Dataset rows
--------

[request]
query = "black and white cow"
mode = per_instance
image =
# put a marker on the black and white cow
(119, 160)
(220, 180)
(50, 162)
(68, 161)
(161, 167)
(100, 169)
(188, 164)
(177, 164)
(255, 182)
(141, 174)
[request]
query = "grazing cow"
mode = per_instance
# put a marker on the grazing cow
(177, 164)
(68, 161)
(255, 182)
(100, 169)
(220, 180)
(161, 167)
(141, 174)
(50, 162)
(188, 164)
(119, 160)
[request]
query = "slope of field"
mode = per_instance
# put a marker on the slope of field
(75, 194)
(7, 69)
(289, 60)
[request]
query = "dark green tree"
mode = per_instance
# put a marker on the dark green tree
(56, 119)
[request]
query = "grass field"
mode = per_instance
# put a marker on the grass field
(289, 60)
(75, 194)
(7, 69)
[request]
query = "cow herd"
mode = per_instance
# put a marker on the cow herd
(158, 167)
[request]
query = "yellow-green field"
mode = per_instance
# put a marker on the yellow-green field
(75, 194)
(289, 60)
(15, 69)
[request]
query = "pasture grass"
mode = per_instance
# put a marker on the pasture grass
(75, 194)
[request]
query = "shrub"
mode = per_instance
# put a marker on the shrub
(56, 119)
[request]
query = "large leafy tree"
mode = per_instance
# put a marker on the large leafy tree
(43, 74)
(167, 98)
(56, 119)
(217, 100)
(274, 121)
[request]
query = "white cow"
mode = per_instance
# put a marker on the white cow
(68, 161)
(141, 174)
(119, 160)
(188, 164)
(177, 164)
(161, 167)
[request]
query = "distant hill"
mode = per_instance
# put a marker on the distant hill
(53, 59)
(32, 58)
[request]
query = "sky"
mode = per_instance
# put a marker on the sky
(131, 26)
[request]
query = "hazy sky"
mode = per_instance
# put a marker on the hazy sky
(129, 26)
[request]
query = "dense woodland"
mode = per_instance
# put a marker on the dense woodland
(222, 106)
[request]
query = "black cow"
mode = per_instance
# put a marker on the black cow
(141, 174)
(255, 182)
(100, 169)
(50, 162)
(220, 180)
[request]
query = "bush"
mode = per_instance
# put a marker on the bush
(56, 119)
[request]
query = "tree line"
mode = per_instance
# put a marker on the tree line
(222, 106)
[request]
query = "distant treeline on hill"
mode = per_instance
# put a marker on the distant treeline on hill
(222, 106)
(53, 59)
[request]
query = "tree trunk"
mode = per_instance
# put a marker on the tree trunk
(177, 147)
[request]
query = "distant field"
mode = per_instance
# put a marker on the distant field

--------

Repeat all entries. Match them exactly.

[request]
query = "black and white cow"
mode = per_instance
image =
# put a marker on the black and white cow
(119, 160)
(220, 180)
(50, 162)
(68, 161)
(161, 167)
(100, 169)
(188, 164)
(177, 164)
(255, 182)
(141, 174)
[request]
query = "grazing cow"
mode = per_instance
# put a marker on the grazing cow
(177, 164)
(68, 161)
(255, 182)
(100, 169)
(220, 180)
(161, 167)
(141, 174)
(50, 162)
(188, 164)
(119, 160)
[request]
query = "slope of field"
mode = per_instance
# put a marker on the slope of field
(75, 194)
(7, 69)
(289, 60)
[request]
query = "dark green tree"
mode = per_instance
# put a marker on the dark green tree
(56, 119)
[request]
query = "grass field"
mode = per_instance
# put a marker on the grass field
(289, 60)
(75, 194)
(7, 69)
[request]
query = "cow herd"
mode = per_instance
# put a marker on the cow herd
(158, 167)
[request]
query = "yellow-green field"
mode = per_instance
# put a marker on the yellow-green field
(75, 194)
(289, 60)
(15, 69)
[request]
query = "pasture grass"
mode = per_instance
# put a marker on the pasture grass
(75, 194)
[request]
query = "shrub"
mode = per_instance
# put a marker on the shrub
(56, 119)
[request]
query = "large leafy tree"
mode = per_instance
# put a marker on the large leafy tree
(43, 74)
(167, 98)
(56, 119)
(217, 100)
(274, 121)
[request]
query = "white cow"
mode = per_instance
# put a marker on the white cow
(68, 161)
(141, 174)
(119, 160)
(188, 164)
(177, 164)
(161, 167)
[request]
query = "distant hill"
mode = per_instance
# put a marker on the distant hill
(53, 59)
(32, 58)
[request]
query = "sky"
mode = per_instance
# put a marker on the sky
(131, 26)
[request]
query = "hazy sky"
mode = per_instance
# put a marker on the hazy sky
(129, 26)
[request]
query = "dense woodland"
mode = per_instance
# put a marker on the dense woodland
(222, 106)
[request]
query = "black cow"
mode = per_instance
# put a marker on the black cow
(141, 174)
(255, 182)
(100, 169)
(50, 162)
(220, 180)
[request]
query = "bush"
mode = per_instance
# put a marker on the bush
(56, 119)
[request]
query = "tree line"
mode = per_instance
# put a marker on the tree line
(222, 106)
[request]
query = "distant treeline on hill"
mode = per_instance
# put a marker on the distant treeline on hill
(222, 106)
(53, 59)
[request]
query = "tree trunk"
mode = per_instance
# put a marker on the tree trunk
(177, 147)
[request]
query = "distant field"
mode = per_instance
# put a marker on the distant field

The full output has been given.